* [What you will do]
1. Reproduce word for word the part of the true-crime book review that opens with the words containing "But did he really" and closes with "anything but cheap.".
2. Write the next part of the true-crime book review, picking up after its last sentence.

* [Provided passage]
····················
Within the last few years, Roger was giving in to what seemed to be a midlife crisis. He grew distant from his wife and adult daughter, Sarah. He took up sail boating and flying. He carried on a rather torrid affair with a much younger woman.
But Penny Scaggs was a Godly woman. She did not believe in divorce. She believed that marriage was “until death we do part.”
Sadly, death would come sooner than she expect.
On March 6, 1996, as Penny played her beautiful baby grand piano in the couple’s Austin, Texas, home, she was bludgeoned in the back of the head. Then her killer slashed her throat and stabbed her repeatedly with one of her own kitchen knives. Hours later, Roger Scaggs would discover his wife’s body.
But did he really discover her, or was it just a smokescreen? After all, who else could have wanted Penny did? She was well loved by the young and old alike but her husband stood to lose half of all he owned and be burdened with a lifetime alimony payment should he leave marriage.
Would a man who spent 35 years in a marriage to a wonderful woman reach that far for freedom?
Author Clint Richmond shares the story of Mr. & Mrs. Roger Scaggs and the secrets that lay behind their closed doors. Although the story seems to have all the elements of a dime store romance novel, Richmond shares the story in such a respectful, elegant manor that it is anything but cheap.
The Good Wife is a well written, detailed and expertly organized account of the life of Penny Scaggs and the sins and eventual conviction of her husband, Roger Scaggs.
Updates to these Books (as available). Warning! May Contain Spoilers
- Craig Rabinowitz is currently incarcerated at the prison in Houtzdale, Pennsylvania.
- Information about the now almost sixteen-year-old Haley Rabinowitz was nonexistant; unusual in this age of social networking extremely popular among teens. It is rumored her name was changed to Haley Newman, but this is unconfirmed.
- Governor Price Daniel, Sr. passed away in August 1988. His lovely wife Jean Houston Baldwin Daniel left this world just four short years later in December 2002.
- Franklin Baldwin Daniel followed a long standing tradition in his family by becoming a member of the Texas Bar in 2005. Looking very much like his father, he is now associated with the Houston law firm of Essmyer, Tritico & Rainey.
- Thomas Houston Daniel, Price Daniel Jr.’s oldest son from his first marriage, is also an attorney and living in the Austin area.
····················
* [Study material]
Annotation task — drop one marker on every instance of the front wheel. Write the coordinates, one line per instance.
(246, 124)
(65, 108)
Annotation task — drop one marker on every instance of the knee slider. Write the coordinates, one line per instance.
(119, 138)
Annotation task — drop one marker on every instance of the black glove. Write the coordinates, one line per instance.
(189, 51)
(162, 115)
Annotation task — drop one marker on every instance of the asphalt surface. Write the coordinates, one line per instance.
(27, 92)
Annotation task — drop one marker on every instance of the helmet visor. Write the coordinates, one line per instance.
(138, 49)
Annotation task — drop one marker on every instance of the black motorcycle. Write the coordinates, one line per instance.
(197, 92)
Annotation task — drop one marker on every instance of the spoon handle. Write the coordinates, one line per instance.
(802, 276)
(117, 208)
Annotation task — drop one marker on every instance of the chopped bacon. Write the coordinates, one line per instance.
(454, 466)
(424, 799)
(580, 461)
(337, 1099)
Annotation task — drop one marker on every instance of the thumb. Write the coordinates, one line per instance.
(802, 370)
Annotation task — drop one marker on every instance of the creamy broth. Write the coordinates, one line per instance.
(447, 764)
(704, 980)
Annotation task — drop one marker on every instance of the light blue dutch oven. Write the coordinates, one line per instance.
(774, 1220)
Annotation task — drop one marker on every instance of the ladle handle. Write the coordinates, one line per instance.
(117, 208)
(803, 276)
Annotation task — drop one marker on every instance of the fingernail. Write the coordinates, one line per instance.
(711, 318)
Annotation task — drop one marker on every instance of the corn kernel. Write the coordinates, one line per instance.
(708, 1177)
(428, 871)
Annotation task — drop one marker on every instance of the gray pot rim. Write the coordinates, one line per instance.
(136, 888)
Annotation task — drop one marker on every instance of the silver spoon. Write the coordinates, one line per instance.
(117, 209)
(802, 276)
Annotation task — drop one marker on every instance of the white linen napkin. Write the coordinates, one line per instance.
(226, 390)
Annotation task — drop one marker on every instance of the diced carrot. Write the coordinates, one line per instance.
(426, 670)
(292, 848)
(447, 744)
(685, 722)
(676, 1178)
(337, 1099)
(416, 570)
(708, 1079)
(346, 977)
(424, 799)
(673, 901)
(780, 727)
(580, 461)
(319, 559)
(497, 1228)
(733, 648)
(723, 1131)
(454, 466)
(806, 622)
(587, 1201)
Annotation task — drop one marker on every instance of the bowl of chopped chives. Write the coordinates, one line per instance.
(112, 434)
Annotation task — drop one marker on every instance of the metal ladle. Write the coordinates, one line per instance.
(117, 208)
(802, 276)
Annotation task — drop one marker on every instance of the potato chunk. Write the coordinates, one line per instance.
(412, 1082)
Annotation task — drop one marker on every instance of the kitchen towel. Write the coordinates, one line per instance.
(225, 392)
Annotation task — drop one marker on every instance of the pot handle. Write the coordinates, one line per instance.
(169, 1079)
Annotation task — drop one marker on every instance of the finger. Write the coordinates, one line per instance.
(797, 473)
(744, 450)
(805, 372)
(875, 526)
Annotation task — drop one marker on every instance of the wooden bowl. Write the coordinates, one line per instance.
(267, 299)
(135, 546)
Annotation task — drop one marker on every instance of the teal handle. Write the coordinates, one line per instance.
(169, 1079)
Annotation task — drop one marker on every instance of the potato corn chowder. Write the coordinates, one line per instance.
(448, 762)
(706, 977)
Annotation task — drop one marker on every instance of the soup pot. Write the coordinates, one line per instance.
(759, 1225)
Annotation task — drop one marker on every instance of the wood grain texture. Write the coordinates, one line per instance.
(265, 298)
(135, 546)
····················
* [Solved problems]
1.
But did he really discover her, or was it just a smokescreen? After all, who else could have wanted Penny did? She was well loved by the young and old alike but her husband stood to lose half of all he owned and be burdened with a lifetime alimony payment should he leave marriage.
Would a man who spent 35 years in a marriage to a wonderful woman reach that far for freedom?
Author Clint Richmond shares the story of Mr. & Mrs. Roger Scaggs and the secrets that lay behind their closed doors. Although the story seems to have all the elements of a dime store romance novel, Richmond shares the story in such a respectful, elegant manor that it is anything but cheap.

2.
- In 1992, ABC aired Bed of Lies, a made-for-television movie about the Vicki Daniel trial, which many people close to the case say was generous with its creative licensing. On rare occasion, this movie will re-run on Lifetime Movie Network. It is not available on DVD.
- Jeff Cahill will remain in prison until at least April 2036. If he were to stay until then and gain parole, he would be 75 years old.
- Jill’s sister, Debbie Jaeger, continues to push for the passing of Jilly’s Law. You can check the status of and support the cause, by visiting the Jilly’s Law Facebook page.
- In 2005 Glen Wolsieffer came up for a parole and this time he tried something different: he admitted to murdering his wife. Was he admitting this to please the parole board or just unburdening himself? No one may never know. Glen was released to a Scranton, Pennsylvania, halfway house on May 9, 2005. It is believed that he is currently residing in Wilkes-Barre. (Although another source says he moved to Virginia but no evidence could be found to back it up.)
- Married and a Mom, Danielle Wolsieffer (Mullery) is working as a beautician in Wilkes-Barre.
- Having remarried, Nancy Woods Wolsieffer (Atherton), lives in Mountain Top, Pennsylvania. Nancy and Neil’s daughter, Bryn Wolsieffer (Healey)married Bryan Healey in September 2010.
- One has to assume Glen’s “original” mistress had enough of the spotlight because she’s keeping a very low profile these days, but I was able to uncover that Deborah Ann Shipp (Golden) is married with children and living in Nanticoke, Pennsylvania.
- Now married to Thomas Buss, Carol Kopicki (Buss) is a Zumba fitness instructor at Odyssey Fitness in Wilkes-Barre. Kelsey Wolsieffer, the daughter born to Carol and Glen shortly after his incarceration, graduated high school in 2011 and is now attending college.